╔══

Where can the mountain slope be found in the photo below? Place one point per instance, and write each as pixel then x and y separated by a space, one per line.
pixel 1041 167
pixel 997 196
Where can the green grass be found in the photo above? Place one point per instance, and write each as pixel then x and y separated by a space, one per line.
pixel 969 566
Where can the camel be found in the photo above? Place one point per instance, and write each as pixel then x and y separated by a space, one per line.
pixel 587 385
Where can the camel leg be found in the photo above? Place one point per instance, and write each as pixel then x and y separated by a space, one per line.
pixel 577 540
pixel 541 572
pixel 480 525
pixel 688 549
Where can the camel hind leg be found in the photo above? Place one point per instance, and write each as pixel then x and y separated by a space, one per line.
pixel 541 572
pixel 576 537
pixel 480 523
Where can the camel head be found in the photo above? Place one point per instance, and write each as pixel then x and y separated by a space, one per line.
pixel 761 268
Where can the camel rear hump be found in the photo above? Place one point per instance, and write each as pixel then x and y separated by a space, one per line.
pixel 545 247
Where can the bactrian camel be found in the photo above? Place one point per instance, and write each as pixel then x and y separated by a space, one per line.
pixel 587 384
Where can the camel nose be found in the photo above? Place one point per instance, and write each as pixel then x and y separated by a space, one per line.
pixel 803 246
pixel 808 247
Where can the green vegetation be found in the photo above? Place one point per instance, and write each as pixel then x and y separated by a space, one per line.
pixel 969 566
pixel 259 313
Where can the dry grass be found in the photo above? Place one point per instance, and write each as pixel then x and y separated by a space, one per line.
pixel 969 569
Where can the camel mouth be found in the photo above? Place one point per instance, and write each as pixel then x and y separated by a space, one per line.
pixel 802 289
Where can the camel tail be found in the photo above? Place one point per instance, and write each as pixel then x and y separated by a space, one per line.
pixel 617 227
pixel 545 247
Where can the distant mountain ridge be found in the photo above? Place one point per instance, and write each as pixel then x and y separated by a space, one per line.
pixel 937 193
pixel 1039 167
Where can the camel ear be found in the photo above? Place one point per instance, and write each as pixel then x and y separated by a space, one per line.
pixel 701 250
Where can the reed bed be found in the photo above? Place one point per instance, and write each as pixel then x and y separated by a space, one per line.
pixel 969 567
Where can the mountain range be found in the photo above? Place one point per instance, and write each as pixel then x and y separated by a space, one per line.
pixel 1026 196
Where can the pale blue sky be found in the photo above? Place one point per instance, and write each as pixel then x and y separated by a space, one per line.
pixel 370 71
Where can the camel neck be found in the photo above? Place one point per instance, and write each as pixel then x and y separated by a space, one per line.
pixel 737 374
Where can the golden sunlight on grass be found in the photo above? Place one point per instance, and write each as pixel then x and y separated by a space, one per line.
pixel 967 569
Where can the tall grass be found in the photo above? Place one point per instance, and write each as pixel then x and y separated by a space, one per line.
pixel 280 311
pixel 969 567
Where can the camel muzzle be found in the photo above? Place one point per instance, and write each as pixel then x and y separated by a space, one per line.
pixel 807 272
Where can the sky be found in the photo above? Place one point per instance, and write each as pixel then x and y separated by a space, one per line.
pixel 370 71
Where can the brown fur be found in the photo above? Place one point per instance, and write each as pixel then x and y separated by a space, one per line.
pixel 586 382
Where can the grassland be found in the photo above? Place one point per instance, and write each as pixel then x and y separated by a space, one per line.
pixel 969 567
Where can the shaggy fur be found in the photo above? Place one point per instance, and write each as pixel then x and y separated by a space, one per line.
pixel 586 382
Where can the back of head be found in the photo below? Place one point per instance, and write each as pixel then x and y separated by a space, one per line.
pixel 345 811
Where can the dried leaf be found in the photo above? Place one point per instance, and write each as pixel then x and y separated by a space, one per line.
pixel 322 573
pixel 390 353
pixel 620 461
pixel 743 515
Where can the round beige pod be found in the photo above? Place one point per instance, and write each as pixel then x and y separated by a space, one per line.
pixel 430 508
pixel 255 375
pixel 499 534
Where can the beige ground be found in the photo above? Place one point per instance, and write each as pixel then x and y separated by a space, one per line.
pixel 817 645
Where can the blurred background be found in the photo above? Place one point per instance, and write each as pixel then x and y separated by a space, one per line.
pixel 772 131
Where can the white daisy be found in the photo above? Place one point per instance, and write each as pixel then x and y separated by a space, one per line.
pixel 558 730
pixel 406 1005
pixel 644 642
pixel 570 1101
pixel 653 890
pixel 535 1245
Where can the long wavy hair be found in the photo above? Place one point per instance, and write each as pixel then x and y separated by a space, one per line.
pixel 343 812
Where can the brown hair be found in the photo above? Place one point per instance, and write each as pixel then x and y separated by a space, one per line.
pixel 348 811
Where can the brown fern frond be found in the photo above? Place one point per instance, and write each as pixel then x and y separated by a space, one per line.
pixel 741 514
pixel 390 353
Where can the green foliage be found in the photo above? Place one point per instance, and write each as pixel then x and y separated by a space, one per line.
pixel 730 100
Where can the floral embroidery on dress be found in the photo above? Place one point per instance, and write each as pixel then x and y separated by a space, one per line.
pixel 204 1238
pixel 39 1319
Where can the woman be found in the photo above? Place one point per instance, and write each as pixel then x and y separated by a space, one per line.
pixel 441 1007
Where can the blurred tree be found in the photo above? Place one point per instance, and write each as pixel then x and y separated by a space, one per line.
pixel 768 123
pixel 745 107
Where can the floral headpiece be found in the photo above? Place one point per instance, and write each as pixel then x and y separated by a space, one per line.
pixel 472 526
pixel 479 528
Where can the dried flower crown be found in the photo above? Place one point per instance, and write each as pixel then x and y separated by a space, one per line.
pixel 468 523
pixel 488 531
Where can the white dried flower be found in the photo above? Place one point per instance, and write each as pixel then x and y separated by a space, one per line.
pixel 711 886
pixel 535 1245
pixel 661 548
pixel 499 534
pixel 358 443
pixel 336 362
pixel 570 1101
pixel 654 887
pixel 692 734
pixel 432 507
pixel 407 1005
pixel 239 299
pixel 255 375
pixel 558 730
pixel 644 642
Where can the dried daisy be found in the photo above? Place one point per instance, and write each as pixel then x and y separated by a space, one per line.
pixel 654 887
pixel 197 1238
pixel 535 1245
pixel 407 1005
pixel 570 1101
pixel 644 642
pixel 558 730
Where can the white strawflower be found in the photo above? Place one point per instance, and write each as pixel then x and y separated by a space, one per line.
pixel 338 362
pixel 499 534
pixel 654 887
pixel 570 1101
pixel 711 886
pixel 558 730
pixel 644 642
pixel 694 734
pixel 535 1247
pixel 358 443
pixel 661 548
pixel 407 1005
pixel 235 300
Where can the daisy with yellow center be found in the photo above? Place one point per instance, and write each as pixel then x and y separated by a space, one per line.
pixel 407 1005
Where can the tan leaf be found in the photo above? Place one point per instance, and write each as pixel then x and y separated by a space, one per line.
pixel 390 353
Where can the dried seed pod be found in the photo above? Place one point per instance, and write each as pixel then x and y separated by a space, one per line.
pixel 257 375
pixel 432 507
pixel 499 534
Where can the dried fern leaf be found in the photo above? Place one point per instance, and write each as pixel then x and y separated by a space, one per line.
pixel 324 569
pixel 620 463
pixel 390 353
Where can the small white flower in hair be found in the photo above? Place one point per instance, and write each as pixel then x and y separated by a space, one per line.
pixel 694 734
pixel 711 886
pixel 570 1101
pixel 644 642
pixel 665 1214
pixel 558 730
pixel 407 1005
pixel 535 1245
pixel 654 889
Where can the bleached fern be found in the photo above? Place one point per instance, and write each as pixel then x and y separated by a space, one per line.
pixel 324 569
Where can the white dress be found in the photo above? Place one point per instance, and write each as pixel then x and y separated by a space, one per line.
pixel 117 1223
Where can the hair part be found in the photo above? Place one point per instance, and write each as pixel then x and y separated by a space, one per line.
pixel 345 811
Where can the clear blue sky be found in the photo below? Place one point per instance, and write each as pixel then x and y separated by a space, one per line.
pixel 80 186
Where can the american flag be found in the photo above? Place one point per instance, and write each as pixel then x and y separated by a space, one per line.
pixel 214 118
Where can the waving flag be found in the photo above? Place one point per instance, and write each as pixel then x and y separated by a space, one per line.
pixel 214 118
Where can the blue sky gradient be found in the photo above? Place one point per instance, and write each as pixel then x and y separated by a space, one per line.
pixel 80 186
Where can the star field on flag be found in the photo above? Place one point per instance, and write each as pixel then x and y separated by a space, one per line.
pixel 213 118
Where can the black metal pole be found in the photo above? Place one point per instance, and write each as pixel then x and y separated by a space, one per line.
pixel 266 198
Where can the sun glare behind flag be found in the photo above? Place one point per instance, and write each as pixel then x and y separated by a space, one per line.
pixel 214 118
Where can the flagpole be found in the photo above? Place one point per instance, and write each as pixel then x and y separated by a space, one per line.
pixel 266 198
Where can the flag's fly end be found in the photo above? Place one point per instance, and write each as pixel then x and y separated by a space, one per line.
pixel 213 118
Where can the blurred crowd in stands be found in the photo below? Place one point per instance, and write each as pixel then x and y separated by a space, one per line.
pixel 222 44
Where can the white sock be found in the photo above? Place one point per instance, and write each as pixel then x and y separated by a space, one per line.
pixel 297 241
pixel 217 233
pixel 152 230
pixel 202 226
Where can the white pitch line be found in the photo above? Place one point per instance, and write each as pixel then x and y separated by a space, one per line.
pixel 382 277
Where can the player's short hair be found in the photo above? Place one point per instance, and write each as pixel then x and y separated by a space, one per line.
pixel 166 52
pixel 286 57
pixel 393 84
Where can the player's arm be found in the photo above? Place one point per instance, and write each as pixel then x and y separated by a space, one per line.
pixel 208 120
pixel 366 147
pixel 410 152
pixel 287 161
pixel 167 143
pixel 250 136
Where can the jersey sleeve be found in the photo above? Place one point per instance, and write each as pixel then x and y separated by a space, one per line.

╚══

» What to work on
Transcribe only what runs from the line with "Where can the star" to the last line above, keeping every line exactly as written.

» Task response
Where can the star field on flag be found in the photo above? Place one point per instance, and write each as pixel then x and y separated by a space, one per line.
pixel 213 118
Where can the black metal pole be found in the photo above? Place one point per instance, and write each as pixel then x and y separated by a space, one per line.
pixel 266 198
Where can the sun glare behind flag be found in the photo above? Place one point per instance, and write each as pixel then x and y separated by a space, one per line.
pixel 214 118
Where can the flagpole be found in the photo above? Place one point per instance, and write each as pixel then x and y separated by a space, one per line.
pixel 266 198
Where can the flag's fly end be found in the photo above? Place one point per instance, and write each as pixel then x and y separated by a space, one per line.
pixel 213 118
Where can the blurred crowd in stands be found in the photo below? Place one point per instance, and write each as pixel then x and y separated by a space, one per line.
pixel 222 44
Where can the white sock be found in the photo above? Place one point per instance, and write each as pixel then x and y separated by a space, one per line.
pixel 297 241
pixel 217 233
pixel 152 230
pixel 202 226
Where can the white pitch line be found in the photo above? Place one point per instance, and write each as pixel then x and y separated by a space, one per line.
pixel 382 277
Where can the player's short hair be found in the photo above? Place one point per instance, and write each as pixel then x and y separated by a space, one per line.
pixel 166 52
pixel 286 57
pixel 393 84
Where can the player's arm be found in the photo above? Place one point per instance, and write each as pixel then x and y separated by a space, one per line.
pixel 208 120
pixel 366 147
pixel 410 152
pixel 287 161
pixel 167 143
pixel 250 136
Where can the jersey sleeve be found in the photo above? Place one point per instance, and write each as pixel then x and y separated by a space, one per line.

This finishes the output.